Reproduce every line of the material below verbatim, omitting the pictures from your answer.

------ DATA FOR PROCESSING

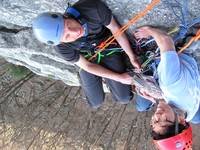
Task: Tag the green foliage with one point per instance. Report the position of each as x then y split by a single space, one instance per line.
17 72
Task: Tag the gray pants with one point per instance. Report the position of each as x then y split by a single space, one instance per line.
92 84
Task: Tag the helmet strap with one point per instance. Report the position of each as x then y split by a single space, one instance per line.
71 12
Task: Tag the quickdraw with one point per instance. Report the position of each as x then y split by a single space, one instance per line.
106 43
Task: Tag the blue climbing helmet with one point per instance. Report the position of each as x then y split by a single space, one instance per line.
48 27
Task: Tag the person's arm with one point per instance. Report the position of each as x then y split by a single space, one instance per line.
163 40
123 41
98 70
169 69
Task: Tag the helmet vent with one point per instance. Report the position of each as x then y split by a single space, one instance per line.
54 16
50 42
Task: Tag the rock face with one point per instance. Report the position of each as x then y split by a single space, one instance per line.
19 46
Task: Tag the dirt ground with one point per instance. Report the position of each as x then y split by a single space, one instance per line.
43 114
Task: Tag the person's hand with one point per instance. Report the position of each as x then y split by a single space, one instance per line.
135 63
145 94
125 78
142 32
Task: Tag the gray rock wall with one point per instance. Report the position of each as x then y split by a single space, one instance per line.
18 45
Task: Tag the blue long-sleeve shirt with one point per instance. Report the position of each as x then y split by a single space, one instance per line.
180 81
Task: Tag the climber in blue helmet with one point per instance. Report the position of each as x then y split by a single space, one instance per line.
80 30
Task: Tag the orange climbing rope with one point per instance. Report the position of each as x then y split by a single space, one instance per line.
106 43
195 38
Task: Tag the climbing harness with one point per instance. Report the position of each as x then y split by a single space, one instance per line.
106 43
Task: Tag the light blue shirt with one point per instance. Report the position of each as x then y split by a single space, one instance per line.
180 81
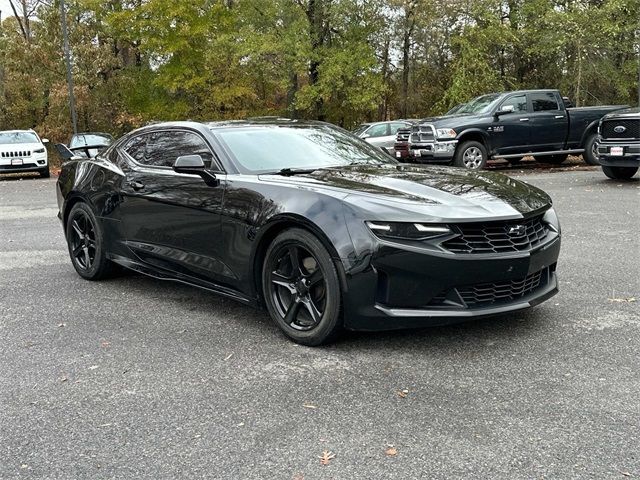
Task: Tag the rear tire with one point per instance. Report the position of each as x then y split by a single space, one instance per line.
619 173
471 155
590 154
85 241
301 288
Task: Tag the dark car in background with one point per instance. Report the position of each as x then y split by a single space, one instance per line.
619 143
509 125
322 228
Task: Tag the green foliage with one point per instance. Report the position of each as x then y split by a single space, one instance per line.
345 61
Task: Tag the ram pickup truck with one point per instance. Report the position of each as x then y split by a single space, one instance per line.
618 143
509 125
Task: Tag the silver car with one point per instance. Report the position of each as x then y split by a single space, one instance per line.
381 134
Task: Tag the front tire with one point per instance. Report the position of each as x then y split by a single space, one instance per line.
590 153
619 173
471 155
301 288
85 241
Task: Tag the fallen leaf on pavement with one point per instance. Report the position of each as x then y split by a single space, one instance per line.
326 457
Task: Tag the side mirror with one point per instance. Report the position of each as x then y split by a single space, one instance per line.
505 109
193 164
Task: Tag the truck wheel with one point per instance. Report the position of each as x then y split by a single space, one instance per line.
619 173
552 159
471 155
590 154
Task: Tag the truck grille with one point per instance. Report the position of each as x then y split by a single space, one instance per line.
632 129
422 134
498 237
16 154
488 294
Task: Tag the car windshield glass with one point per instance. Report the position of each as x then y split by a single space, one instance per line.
262 149
14 138
480 104
92 139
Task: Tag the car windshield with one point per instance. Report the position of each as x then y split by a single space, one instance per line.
14 138
480 104
262 149
91 139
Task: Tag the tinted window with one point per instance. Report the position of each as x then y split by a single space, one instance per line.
136 147
378 130
263 149
519 103
544 101
164 147
397 126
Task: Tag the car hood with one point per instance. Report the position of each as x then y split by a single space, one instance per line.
18 147
406 192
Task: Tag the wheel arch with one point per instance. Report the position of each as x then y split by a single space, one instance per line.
476 135
276 226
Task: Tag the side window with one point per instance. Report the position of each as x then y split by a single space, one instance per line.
164 147
544 101
379 130
397 126
519 103
136 147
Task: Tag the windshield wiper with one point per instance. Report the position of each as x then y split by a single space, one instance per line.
288 172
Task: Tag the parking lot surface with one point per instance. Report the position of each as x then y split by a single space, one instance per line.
138 378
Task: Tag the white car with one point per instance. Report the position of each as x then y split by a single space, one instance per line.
23 151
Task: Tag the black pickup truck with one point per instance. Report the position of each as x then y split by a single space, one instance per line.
618 143
507 125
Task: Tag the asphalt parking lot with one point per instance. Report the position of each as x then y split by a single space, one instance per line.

------------

RESPONSE FOR THIS EXERCISE
Task: Tag the green foliage with one point per instance. Report the position of each as x then y split by a single space, one instance per line.
17 72
Task: Tag the gray pants with one point per instance. Report the position of each as x then y split by a single space, one instance per line.
92 84
Task: Tag the helmet strap with one point per instance. Report the position of each as x then y split by a single space, one instance per line.
71 12
Task: Tag the quickdraw with one point per instance. Report the position of each as x then y split by a single space, one instance per line.
106 43
Task: Tag the blue climbing helmet with one point per instance. Report the position of each as x then y split by a single space, one instance per line.
48 27
Task: Tag the person's arm with one point per instance. Report the position of each as x then y split by a single space, one instance per line.
163 40
123 41
98 70
169 69
Task: Tag the helmet vent with one point per instance. Report the position of each as x then y split by a single space, one instance per line.
54 16
50 42
Task: Tag the rock face with one point per instance. Report the position of each as x then y split by a single space, one instance per line.
19 46
Task: Tag the dirt ground with one point per instance. Report the position of each as x then y split by a single space, one instance per line.
43 114
Task: Tag the person's hand with one point per instance. Report the position of each as x then y split by a single space, one instance per line.
135 63
145 94
125 78
142 32
Task: Tag the gray rock wall with one point per instance. Report the position of each as x then y split by a single space, one instance per line.
18 45
Task: Tag the blue long-sleeve shirt with one point per instance. Report the position of each as x then y split by a single space, one instance per line.
180 81
Task: Tag the climber in blue helmet with one point per instance. Report the position of each as x then y split by a single space, one instance per line.
80 30
Task: Tag the orange climbing rope with one point per instance. Report the position of each as x then y split by a single space, one instance per line.
106 43
195 38
Task: Tag the climbing harness with one point per instance. Report the position of each as x then y split by a single space, one instance per line.
106 43
Task: Tag the light blue shirt with one point per instance. Report the position of each as x then y split by a single space, one instance per line.
180 81
Task: Tag the rear tire with one point per instance. Report the position of each as x then y split by a single space, one instance per line.
619 173
471 155
590 154
85 241
301 288
Task: Tag the dark car in background with one point per instance. Report the position of each as x then y split by a single space, one instance per line.
619 143
509 125
322 228
Task: Tag the green foliage with one point per instance. Report the position of each as x then y split by a single space, one instance per line.
345 61
Task: Tag the ram pickup truck with one point per instance. Report the position of each as x then y split by a single space, one instance per line.
618 143
509 125
Task: Tag the silver car with one point per instance. Report the position of each as x then y split by a single space, one instance per line.
381 134
Task: Tag the front tire with one point per instance. Report the position of each as x then y split by a single space, one instance per line.
590 153
619 173
471 155
301 288
85 241
Task: Tag the fallen leaf on pavement with one point per instance. Report the position of each as x then y split by a single space, one instance per line.
326 457
Task: Tag the side mirror with one point per instance. Report the position of each as x then y split by a single space, one instance per line.
505 109
193 164
Task: Tag the truck wheel with one point per instance. Report the position of each as x then y split by a single space, one instance per line.
619 173
552 159
471 155
590 154
Task: Tag the truck grille with one point per instance. Report the position of each as x then y split by a single space, one instance per line.
632 129
422 134
498 237
16 154
488 294
Task: Tag the car windshield glass with one point per instance. Report the position of each as x then y split by a single space, one instance per line.
262 149
14 138
480 104
92 139
Task: Tag the car windshield with one point per instance. Report the position of each as x then y split by a single space, one instance per line.
14 138
480 104
262 149
91 139
Task: Tag the tinted window with one point per instance. Report the position of each as x then y split by a single space, one instance per line.
136 147
378 130
263 149
519 103
544 101
164 147
397 126
Task: Tag the car hood with one point per instance. Report the position of each as x then y split by a single space, one instance per line.
18 147
406 192
Task: Tag the wheel arch with one point per instance. Report the position of each as x then y split by a single space, one instance per line.
476 135
276 226
Task: Tag the side window with one point per instance. Report the position of each as x then y split by a single space, one instance per line.
164 147
544 101
379 130
397 126
519 103
136 147
Task: Tag the windshield wiper with one point per instance. Report the position of each as x then y split by a single space, one instance per line.
288 172
Task: Tag the parking lot surface with one point per instance. Report the position of each as x then y split by a single space, one instance per line.
138 378
Task: Tag the white car with one point per instance. Report the position of each as x then y split by a single space, one instance per line.
23 151
Task: Tag the black pickup truck with one point per instance. Report the position of each as x then y split by a single space, one instance per line.
618 143
507 125
Task: Tag the asphalt parking lot with one point per instance. Report the position of each as x then y split by a single space, one instance per line.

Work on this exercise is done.